# [Given task]
Can you copy every one of the following items verbatim, line for line?

# [Material supplied]
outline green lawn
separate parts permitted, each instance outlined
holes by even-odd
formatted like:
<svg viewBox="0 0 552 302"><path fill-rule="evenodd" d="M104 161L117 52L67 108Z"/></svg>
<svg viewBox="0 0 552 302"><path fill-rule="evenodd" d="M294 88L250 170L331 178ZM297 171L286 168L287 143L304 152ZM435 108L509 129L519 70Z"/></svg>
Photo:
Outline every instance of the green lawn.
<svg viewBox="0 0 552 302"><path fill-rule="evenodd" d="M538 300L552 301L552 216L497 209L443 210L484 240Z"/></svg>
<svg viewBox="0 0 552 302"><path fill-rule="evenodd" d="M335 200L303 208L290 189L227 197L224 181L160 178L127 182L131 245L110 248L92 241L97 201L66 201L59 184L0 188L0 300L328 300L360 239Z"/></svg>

# [Problem solution]
outline green lawn
separate parts permitted, each instance outlined
holes by even-odd
formatted like:
<svg viewBox="0 0 552 302"><path fill-rule="evenodd" d="M104 161L117 52L67 108Z"/></svg>
<svg viewBox="0 0 552 302"><path fill-rule="evenodd" d="M294 88L250 170L331 178ZM297 171L286 168L287 143L304 152ZM435 108L509 129L519 70Z"/></svg>
Photo:
Outline every instance of the green lawn.
<svg viewBox="0 0 552 302"><path fill-rule="evenodd" d="M538 300L552 301L552 216L497 209L443 210L484 240Z"/></svg>
<svg viewBox="0 0 552 302"><path fill-rule="evenodd" d="M335 200L303 208L290 189L227 197L224 181L160 178L127 182L131 245L110 248L92 241L97 201L66 201L59 184L0 188L0 300L328 300L360 239Z"/></svg>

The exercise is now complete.